Мой друг, я враг, тобой вчера убитый.
О, как ты страшен в стычке был минутной,
меня штыком вколачивая в снег.
Я ж так замёрз, что выстрелить не смог...

Мертвец учит живого человечности и любви, тема которой занимает особое место в стихах У. Оуэна. Эта не любовь к женщине, семье и Родине, это любовь к врагу, завещанная Благой вестью Иисуса Христа. В этой любви открывается истина высшей свободы принятия человека. Поэт признаётся:

Я тоже видел Бога через грязь...
И так постиг я красоту войны
В охрипших клятвах волонтёров штурмовых отрядов,
Я музыку услышал караульной тишины...

И если, позабыв свои дела,
Вы с ними не разделите печаль и муки ада...
Вы не поймёте никогда всерьёз...
О, как достойны эти люди ваших слёз,
Как не достойны вы обычной их улыбки.

В этом стихотворении Оуэн превосходит себя как поэта. Он уже не говорит, а вещает от имени уходящих и ушедших в вечность небытия. Его поэзия раскрывает тему особого мужского братства крови, где отверженные и обречённые солдаты становятся новоизбранными апостолами любви: «Теперь их души озаряла жертвенная страсть, и становились ангельскими мерзостные лица». Солдаты — живые и мёртвые — стихами Оуэна проповедуют своё милосердие и блаженство, мало понятное тем, кто не знает этого страшного, горького опыта: «Блажен, кто может кровь остановить, когда его замыслят убивать...» Это – уже особая религия, и Уилфред Оуэн становится визионером, созерцающим и вещающим зримую истину:

И загремели в небесах грома,
Для свежей крови чаши отворились,
И раскололся вдруг зелёный склон –
Как будто бездна, стал отвесным он.

§ **Поставленная задача**
Перепишите отрывок об Уилфреде Оуэне, начиная со слов «Мертвец учит живого» и продолжая до слов «поймёте никогда всерьёз...» включительно, и замените в нем «караульной» на «ночной». Список ниже никак не связан с отрывком об Уилфреде Оуэне.

§ **Блок данных**

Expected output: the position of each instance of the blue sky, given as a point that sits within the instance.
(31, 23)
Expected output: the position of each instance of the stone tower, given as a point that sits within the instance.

§ **Выполненное задание**
Мертвец учит живого человечности и любви, тема которой занимает особое место в стихах У. Оуэна. Эта не любовь к женщине, семье и Родине, это любовь к врагу, завещанная Благой вестью Иисуса Христа. В этой любви открывается истина высшей свободы принятия человека. Поэт признаётся:

Я тоже видел Бога через грязь...
И так постиг я красоту войны
В охрипших клятвах волонтёров штурмовых отрядов,
Я музыку услышал ночной тишины...

И если, позабыв свои дела,
Вы с ними не разделите печаль и муки ада...
Вы не поймёте никогда всерьёз...